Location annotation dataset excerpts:
_____

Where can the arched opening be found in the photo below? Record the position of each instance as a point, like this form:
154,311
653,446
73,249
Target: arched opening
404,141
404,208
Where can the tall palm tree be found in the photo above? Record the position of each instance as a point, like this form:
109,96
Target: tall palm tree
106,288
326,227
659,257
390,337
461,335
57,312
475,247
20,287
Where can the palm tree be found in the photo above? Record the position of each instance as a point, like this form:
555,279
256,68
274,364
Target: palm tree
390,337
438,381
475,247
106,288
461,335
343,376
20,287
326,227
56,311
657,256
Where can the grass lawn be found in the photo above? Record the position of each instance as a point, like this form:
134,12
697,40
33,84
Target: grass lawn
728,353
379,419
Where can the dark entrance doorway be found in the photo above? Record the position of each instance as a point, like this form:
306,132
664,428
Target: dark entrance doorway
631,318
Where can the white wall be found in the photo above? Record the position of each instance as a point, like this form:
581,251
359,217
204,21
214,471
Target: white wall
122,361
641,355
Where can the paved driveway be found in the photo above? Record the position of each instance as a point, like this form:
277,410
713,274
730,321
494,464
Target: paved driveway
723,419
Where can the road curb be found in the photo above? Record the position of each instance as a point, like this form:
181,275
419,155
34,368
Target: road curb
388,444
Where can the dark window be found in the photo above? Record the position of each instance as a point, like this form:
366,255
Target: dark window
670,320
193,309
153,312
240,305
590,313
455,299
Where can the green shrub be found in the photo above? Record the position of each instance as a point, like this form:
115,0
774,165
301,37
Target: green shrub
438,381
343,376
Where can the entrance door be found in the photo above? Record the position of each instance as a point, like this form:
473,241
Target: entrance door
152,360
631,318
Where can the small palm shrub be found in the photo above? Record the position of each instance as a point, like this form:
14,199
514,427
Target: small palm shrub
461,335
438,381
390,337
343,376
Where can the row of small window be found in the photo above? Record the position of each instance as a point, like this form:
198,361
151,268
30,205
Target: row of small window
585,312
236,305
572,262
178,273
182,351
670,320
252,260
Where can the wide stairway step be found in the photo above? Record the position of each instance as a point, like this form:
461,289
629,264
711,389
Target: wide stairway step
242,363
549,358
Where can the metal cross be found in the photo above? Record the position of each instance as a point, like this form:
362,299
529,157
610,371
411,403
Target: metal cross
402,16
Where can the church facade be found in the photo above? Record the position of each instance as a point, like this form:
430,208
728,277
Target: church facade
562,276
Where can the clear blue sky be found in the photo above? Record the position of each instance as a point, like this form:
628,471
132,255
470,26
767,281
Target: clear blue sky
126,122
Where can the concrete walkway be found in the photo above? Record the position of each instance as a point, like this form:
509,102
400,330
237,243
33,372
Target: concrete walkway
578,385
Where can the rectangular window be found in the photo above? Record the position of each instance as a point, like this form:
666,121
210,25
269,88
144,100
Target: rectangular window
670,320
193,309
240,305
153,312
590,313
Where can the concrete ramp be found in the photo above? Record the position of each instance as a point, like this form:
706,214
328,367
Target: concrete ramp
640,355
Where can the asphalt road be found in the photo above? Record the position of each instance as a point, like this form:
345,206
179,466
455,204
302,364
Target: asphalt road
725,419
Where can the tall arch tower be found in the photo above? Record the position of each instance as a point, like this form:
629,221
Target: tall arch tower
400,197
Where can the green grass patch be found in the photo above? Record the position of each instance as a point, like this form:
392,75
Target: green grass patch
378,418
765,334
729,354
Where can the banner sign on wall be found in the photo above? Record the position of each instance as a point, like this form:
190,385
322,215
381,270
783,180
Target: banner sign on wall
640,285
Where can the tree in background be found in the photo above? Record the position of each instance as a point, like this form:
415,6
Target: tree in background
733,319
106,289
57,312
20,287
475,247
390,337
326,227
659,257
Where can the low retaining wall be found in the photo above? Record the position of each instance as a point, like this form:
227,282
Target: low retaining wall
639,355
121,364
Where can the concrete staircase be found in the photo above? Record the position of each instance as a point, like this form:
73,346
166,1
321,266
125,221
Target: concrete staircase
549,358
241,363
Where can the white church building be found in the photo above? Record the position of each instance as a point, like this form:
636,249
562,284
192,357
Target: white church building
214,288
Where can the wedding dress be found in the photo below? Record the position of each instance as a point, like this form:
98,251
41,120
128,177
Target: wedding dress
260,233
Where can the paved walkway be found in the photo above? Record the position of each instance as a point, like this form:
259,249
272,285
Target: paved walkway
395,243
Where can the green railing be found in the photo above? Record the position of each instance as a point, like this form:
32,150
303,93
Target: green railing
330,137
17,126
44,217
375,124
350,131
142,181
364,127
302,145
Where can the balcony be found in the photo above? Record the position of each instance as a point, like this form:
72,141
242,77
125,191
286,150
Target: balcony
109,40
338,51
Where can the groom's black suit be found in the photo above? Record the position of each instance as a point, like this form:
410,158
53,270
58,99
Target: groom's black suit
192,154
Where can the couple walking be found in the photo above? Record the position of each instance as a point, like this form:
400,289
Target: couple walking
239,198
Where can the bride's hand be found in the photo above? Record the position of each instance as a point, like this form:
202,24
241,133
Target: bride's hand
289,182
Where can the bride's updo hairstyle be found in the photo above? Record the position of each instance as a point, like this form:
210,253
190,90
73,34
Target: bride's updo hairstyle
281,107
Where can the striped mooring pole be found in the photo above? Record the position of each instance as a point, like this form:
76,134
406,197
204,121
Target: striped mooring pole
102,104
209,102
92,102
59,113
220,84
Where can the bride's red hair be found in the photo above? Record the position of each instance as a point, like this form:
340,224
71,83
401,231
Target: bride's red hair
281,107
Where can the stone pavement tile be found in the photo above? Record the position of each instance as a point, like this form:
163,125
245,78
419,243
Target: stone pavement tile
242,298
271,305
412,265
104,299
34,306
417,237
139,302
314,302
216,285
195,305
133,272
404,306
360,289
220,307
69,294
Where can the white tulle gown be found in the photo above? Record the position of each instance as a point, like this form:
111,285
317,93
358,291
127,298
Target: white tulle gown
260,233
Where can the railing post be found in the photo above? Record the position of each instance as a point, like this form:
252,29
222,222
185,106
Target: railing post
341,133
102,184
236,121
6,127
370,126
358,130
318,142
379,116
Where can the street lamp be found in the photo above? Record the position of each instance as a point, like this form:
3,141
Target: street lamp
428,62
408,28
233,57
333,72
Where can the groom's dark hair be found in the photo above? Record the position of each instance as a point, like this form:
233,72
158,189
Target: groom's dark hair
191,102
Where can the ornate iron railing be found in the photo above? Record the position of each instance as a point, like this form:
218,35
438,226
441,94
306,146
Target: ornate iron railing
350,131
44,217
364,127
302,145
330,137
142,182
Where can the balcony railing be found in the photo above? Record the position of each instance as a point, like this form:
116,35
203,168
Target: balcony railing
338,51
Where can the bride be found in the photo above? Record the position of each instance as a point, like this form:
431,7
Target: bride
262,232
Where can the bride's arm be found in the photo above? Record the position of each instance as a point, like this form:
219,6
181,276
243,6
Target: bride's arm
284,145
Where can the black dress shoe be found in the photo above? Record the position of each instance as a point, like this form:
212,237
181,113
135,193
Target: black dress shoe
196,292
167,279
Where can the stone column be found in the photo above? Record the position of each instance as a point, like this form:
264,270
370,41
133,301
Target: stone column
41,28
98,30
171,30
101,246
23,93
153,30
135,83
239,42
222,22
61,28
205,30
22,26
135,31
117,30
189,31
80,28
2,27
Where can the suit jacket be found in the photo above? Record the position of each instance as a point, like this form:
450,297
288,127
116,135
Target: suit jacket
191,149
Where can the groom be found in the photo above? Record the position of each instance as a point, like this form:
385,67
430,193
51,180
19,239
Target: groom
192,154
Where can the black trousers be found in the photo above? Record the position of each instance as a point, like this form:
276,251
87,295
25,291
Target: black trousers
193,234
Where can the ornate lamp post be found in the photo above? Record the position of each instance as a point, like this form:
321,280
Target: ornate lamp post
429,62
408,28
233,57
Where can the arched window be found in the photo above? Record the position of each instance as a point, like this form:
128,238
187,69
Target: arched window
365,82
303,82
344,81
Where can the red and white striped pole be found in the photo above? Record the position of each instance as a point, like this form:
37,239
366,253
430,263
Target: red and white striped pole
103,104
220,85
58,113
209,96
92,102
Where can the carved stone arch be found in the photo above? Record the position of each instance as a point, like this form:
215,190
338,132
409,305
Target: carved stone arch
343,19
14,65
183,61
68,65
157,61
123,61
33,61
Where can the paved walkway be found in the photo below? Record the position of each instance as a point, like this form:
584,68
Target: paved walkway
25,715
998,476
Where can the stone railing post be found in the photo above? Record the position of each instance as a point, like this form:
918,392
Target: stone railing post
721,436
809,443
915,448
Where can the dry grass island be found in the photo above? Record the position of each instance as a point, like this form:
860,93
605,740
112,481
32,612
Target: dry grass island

_____

Repeat exactly, and only, the lines from the one containing "Where can the ornate lamp" through the end of the material.

Written answer:
Where can the ornate lamp post be found in the photo above? Record the position of each instance as a point, like this form:
321,280
Target: ornate lamp post
429,62
408,28
233,57
Where can the arched window be found in the photo above? Record the position of each instance as a point, like this form:
128,238
187,69
Target: arched window
365,82
303,82
344,81
Where can the red and white striped pole be found in the photo above? Record the position of each instance as a point, like this form:
37,239
366,253
430,263
Target: red and white striped pole
103,104
220,85
58,113
209,96
92,102
Where can the carved stone arch be found in the photo above? Record the position of each instance as a point, like this form:
215,190
338,132
409,305
Target: carved stone arch
343,19
14,65
183,61
68,65
157,61
123,61
33,61
Where can the paved walkway be found in the photo below? Record the position of each instance as a point, like this form:
584,68
Target: paved walkway
25,715
998,476
Where can the stone railing post be found in the photo above? Record the position of each instance as a point, like this form:
918,392
Target: stone railing post
721,436
809,443
915,448
Where can the dry grass island be found in the photo above? Record the position of each instance as a point, like this form:
860,93
605,740
112,481
32,612
Target: dry grass island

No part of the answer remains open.